Extrait du texte:
-------------------------

HAN KANG : CES SOIRS RANGÉS DANS MON TIROIR par Christian Travaux

HAN KANG : CES SOIRS RANGÉS DANS MON TIROIR

 

 

Il faut vivre, il faut être en vie
Pour pouvoir dire que tu es en vie.

(p. 144)

 

         C’est une planche d’anatomie. L’image représente un squelette, debout, vu de profil, appuyé sur un piédestal. Et ce squelette regarde un crâne, qu’il caresse de sa longue main. Si Vésale, dans son ouvrage, Humani corporis fabrica, en 1543, interroge, avec cette figure, la charpente osseuse du corps, beaucoup l’ont, par la suite, vue comme une réflexion sur la mort et sur la vie. Pourtant, ce n’est pas ce qu’y voit seulement Han Kang, dans un poème de son recueil Ces soirs rangés dans mon tiroir, traduit maintenant en français. Elle voit, surtout, cette main qui relie un corps à un corps, un être à un autre être humain, ce qu’il en reste, ou ce qu’il deviendra peut-être. Qu’est-ce qu’être, sinon, au fond, interroger les autres êtres – ceux qui furent, ceux que nous sommes – de ce qui nous rapproche d’eux, nous en sépare, pour que notre vie ait un sens ? C’est à cette question cruciale qu’Han Kang tente, non pas de répondre, mais d’ouvrir vers d’autres questions, vers d’autres mains.

-------------------------

Énoncé 1:
Relevez toutes les personnes nommées dans le texte sur le recueil de Han Kang.
Énoncé 2:
Recopiez tout le passage du texte, depuis « HAN KANG : CES SOIRS RANGÉS DANS MON TIROIR par » jusqu'à « tu es en vie. ».
Appuyez-vous uniquement sur le texte.

Enregistrements issus d'une collecte de données:
-------------------------

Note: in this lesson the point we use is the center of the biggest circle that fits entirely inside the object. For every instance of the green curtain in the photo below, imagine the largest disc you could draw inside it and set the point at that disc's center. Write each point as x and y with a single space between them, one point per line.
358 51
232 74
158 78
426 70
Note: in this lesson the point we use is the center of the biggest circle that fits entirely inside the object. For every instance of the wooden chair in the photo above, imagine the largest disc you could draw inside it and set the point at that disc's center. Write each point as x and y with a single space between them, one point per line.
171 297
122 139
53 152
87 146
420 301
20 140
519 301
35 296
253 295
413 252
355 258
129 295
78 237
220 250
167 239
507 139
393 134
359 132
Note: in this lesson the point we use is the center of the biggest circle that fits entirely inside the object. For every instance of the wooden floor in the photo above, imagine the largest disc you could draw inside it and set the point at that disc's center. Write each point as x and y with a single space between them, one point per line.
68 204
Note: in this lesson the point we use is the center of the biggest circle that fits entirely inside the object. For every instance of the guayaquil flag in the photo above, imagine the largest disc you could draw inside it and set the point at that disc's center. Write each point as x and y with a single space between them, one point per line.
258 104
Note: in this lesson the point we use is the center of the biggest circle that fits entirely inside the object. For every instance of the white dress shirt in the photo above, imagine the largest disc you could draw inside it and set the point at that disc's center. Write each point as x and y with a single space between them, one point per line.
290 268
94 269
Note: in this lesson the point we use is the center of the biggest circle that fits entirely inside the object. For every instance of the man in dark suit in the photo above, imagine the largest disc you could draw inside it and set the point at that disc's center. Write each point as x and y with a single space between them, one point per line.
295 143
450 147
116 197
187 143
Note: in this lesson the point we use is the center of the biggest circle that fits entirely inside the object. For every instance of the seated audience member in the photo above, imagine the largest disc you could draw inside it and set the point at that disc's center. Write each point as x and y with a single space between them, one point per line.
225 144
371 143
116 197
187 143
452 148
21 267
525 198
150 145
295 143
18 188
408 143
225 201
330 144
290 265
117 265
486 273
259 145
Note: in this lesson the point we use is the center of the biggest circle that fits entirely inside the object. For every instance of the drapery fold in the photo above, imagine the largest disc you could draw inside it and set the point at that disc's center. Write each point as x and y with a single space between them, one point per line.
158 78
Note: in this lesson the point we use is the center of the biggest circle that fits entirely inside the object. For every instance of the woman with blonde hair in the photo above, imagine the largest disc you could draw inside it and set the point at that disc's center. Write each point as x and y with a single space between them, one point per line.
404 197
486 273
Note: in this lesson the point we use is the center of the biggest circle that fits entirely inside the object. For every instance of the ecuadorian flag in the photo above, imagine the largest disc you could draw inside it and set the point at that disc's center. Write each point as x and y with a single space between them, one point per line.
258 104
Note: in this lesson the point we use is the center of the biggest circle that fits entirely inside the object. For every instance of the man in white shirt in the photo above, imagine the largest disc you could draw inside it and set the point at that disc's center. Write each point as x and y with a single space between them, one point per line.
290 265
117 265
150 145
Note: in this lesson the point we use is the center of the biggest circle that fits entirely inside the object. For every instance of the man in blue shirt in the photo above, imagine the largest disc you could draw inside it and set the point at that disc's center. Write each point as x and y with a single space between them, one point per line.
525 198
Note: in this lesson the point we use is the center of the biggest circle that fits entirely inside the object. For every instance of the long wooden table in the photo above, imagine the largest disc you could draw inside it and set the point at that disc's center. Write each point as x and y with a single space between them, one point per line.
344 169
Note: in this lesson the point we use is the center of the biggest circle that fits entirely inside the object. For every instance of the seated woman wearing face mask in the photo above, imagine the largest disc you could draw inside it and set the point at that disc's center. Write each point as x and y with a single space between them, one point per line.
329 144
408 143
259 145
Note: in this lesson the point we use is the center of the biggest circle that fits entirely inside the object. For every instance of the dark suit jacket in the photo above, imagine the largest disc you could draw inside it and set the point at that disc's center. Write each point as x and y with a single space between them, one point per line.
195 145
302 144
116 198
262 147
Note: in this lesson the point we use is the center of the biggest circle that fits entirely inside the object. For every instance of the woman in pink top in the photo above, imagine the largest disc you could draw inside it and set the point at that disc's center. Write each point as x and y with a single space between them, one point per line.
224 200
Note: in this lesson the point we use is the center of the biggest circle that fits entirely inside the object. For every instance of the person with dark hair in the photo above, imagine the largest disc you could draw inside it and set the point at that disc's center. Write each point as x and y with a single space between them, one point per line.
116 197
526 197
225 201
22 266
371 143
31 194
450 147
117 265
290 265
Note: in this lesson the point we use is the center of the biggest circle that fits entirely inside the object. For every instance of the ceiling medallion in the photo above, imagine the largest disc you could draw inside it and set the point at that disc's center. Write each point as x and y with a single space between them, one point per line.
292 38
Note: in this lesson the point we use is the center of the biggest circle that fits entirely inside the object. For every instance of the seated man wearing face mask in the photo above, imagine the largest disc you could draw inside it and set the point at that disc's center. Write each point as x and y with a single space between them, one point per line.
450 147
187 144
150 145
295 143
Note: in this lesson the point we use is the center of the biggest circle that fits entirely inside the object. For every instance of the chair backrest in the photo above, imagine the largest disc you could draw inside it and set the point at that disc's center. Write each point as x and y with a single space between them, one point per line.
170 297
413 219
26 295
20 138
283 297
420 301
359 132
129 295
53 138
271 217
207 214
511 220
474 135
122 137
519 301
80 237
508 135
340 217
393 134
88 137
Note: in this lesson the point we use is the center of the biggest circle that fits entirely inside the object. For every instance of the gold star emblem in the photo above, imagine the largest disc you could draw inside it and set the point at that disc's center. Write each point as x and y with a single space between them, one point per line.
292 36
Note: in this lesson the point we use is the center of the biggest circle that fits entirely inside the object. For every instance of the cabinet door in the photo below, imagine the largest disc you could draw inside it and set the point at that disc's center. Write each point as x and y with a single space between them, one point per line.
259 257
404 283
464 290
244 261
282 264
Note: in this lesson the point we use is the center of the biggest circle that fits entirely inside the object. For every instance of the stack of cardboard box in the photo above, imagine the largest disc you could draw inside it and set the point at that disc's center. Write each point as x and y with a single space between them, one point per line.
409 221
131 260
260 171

-------------------------

Réponse complète 1:
Han Kang, Christian Travaux, Vésale

Réponse complète 2:
HAN KANG : CES SOIRS RANGÉS DANS MON TIROIR par Christian Travaux

HAN KANG : CES SOIRS RANGÉS DANS MON TIROIR

 

 

Il faut vivre, il faut être en vie
Pour pouvoir dire que tu es en vie.